■ **Consigne 1**
Pour chacune des affirmations (a), (b) et (c), indiquez par oui ou par non si elle concorde avec l'extrait sur la durée chez Bergson, en citant les mots du texte qui tranchent.
(a) La durée de la dissolution du sucre dans l'eau est une durée créatrice.
(b) L'image du grand horloger appliquée à Dieu est rattachée à Voltaire.
(c) L'intelligence se représente clairement le continu.
■ **Consigne 2**
D'après l'extrait sur la durée chez Bergson, pourquoi ce sont les unités de durée qui importent pour nous, êtres conscients ? Répondez en une à trois phrases.
■ **Consigne 3**
Prolongez l'extrait sur la durée chez Bergson à partir de sa dernière phrase.

■ **Extrait présenté**
- - - -

A la rigueur, ce mouvement peut s’appliquer à de la matière inerte, comme l’exemple célèbre du morceau de sucre qui fond dans l’eau pour donner au final un verre d’eau sucrée. Mais cette durée est non créatrice, elle est seulement successive. Le scientifique en calcule la vitesse de déroulement et le procédé chimique de dissolution.

 

Selon Bergson, l’homme ne devrait pas opérer de la même manière avec la Vie. Appliquer cette analyse à de la matière vivante (et à l’Esprit  puisque nous nous interrogeons sur la Création divine) conduirait inévitablement au principe de déterminisme.

 

C’est ce que nombre de chrétiens font, me semble-t-il, en appliquant à Dieu l’image du grand horloger de Voltaire. Notamment avec la conception de l’omniscience de Dieu selon laquelle à l’instant originel de la Création, le Créateur anticipe instantanément et définitivement le moment final de sa Création, l’aboutissement de toutes les causes et conséquences directes et indirectes qui résultent de son acte primordial. Dieu serait alors un super-physicien de l’univers, d’après la définition qu’en donne Bergson :

 

« Ce  qui  importe  au  physicien,  c’est  le  nombre d’unités  de  durée  que  le  processus remplit :  il  n’a  pas  à  s’inquiéter  des  unités  ellesmêmes,  et  c’est  pourquoi les états successifs du monde pourraient être déployés d’un seul coup 

dans l’espace sans que sa science en fût changée et sans qu’il  cessât  de  parler  du  temps. 

 

Mais  pour  nous,  êtres  conscients,  ce  sont  les  unités  qui importent,  car  nous  ne  comptons  pas  des  extrémités  d’intervalle,  nous  sentons  et  vivons  les intervalles euxmêmes. »

La « durée » bergsonienne contre le déterminisme et la prédestination

Le temps réel ne peut être appréhendé à la science, et notamment par les cadres physique et mécanique issus de la démarche galiléenne. Elle produit une image du temps facilitant son calcul et sa maîtrise apparente :

 

« L’intelligence ne se représente clairement que le discontinu. [… ] Ainsi, toutes les forces élémentaires de l’intelligence tendant à transformer la matière en instrument d’action, c’est-à-dire, au sens étymologique du mot, en organe […] L’intelligence est caractérisée par une incompréhension naturelle de la vie ».

- - - -

■ **Liste des données**
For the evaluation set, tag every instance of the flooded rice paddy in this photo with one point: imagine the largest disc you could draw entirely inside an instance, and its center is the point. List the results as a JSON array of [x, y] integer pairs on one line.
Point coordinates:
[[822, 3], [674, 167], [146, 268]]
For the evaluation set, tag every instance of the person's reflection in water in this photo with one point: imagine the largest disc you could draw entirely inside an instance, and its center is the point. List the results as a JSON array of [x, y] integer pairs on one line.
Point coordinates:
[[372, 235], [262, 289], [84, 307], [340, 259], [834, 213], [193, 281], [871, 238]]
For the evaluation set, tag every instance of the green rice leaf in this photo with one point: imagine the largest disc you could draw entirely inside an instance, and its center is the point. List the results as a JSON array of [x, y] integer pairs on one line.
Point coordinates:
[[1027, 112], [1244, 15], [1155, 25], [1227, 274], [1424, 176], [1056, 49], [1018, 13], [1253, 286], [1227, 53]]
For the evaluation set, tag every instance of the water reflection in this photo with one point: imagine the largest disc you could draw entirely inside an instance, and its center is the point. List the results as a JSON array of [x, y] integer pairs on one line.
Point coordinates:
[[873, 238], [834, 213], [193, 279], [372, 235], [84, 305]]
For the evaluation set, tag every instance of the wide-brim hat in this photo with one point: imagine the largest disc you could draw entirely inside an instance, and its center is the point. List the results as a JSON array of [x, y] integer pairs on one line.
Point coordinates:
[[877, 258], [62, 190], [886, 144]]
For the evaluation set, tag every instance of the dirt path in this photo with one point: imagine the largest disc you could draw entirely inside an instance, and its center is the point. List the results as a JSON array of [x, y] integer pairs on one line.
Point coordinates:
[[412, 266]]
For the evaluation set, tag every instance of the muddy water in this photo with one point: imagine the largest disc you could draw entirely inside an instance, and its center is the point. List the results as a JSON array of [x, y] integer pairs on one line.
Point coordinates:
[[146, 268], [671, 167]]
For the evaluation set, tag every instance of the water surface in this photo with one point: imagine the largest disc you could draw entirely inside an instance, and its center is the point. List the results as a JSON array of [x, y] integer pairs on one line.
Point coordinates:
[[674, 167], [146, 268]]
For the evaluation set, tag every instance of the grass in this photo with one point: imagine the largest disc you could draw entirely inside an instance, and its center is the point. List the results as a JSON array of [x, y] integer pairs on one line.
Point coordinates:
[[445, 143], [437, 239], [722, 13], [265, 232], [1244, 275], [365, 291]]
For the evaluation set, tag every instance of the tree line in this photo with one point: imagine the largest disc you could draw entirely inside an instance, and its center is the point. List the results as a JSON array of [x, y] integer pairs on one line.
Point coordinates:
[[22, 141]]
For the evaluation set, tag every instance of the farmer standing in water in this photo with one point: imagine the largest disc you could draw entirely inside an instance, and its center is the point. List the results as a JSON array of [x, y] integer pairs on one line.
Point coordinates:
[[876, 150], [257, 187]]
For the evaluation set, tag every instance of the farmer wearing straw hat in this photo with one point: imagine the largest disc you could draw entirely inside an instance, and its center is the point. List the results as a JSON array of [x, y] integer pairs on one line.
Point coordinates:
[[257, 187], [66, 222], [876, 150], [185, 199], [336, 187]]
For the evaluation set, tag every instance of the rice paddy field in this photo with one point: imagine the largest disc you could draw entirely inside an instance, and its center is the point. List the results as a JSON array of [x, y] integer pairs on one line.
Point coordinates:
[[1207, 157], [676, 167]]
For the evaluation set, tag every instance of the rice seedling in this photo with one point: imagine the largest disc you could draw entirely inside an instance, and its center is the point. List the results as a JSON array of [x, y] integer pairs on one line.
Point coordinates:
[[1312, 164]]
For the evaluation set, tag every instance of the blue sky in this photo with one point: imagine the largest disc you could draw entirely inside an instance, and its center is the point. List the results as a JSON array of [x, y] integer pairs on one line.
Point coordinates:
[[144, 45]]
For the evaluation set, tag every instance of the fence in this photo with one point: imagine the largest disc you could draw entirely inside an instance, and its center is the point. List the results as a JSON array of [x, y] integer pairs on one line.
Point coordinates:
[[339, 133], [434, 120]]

- - - -

■ **Réponse rédigée 1**
(a) Non : « Mais cette durée est non créatrice, elle est seulement successive. »
(b) Oui : « en appliquant à Dieu l’image du grand horloger de Voltaire ».
(c) Non : « L’intelligence ne se représente clairement que le discontinu. »

■ **Réponse rédigée 2**
Ce sont les unités qui importent pour nous, car nous ne comptons pas des extrémités d'intervalle. Nous sentons et vivons les intervalles eux-mêmes.

■ **Réponse rédigée 3**
 

Bergson nous propose de concevoir la durée à partir de la perception qu’en a la conscience. C’est la démarche inverse à celle du physicien qui traduit durer par « demeurer le même et ne varier qu’en quantité ». Alors que notre conscience devrait comprendre que durer, c’est « changer d’essence même, c’est-à-dire substituer, succéder à son propre passé ».

 

Il faut passer du temps comme nombre au temps comme intervalle ; puis du temps comme intervalle à l’intervalle comme  unité qualitative, puis  de l’unité à la durée comme mutation, puis de l’idée  de mutation à la vitesse déterminée de cette mutation. Or pour Bergson, la vitesse est absolue pour la conscience, non pas parce que le phénomène met du temps pour m’apparaître, ou que je mets du temps pour le saisir, mais parce qu’il est lui-même du temps : il est, par sa nature, obligé à se succéder à lui-même, c’est-à-dire à laisser l’avenir aléatoire, indéterminé, incertain par rapport au présent.

 

« D’où  vient,  en  d’autres termes,  que  tout  n’est  pas  donné  d’un  seul  coup,  comme  sur  la  bande  du  cinématographe ? 

 

Plus j’approfondis ce point, plus il m’apparaît que, si l’avenir est condamné à succéder au présent au lieu d’être donné à côté de lui, c’est qu’il n’est pas tout à fait déterminé au moment présent, et que, si le temps occupé par cette succession est autre chose

qu’un nombre, s’il a, pour la conscience qui y est installée, une valeur et une réalité 

absolues, c’est qu’il s’y crée sans cesse, non pas sans doute dans tel ou tel système  artificiellement isolé,  comme  un  verre  d’eau  sucrée, mais  dans le  tout  concret  avec lequel ce système fait corps, de l’imprévisible et du nouveau. 

 

Cette durée peut n’être pas le fait de la matière  même,  mais  celle  de  la Vie  qui  en  remonte  le  cours :  les  deux  mouvements  n’en  sont  pas moins  solidaires  l’un  de  l’autre. »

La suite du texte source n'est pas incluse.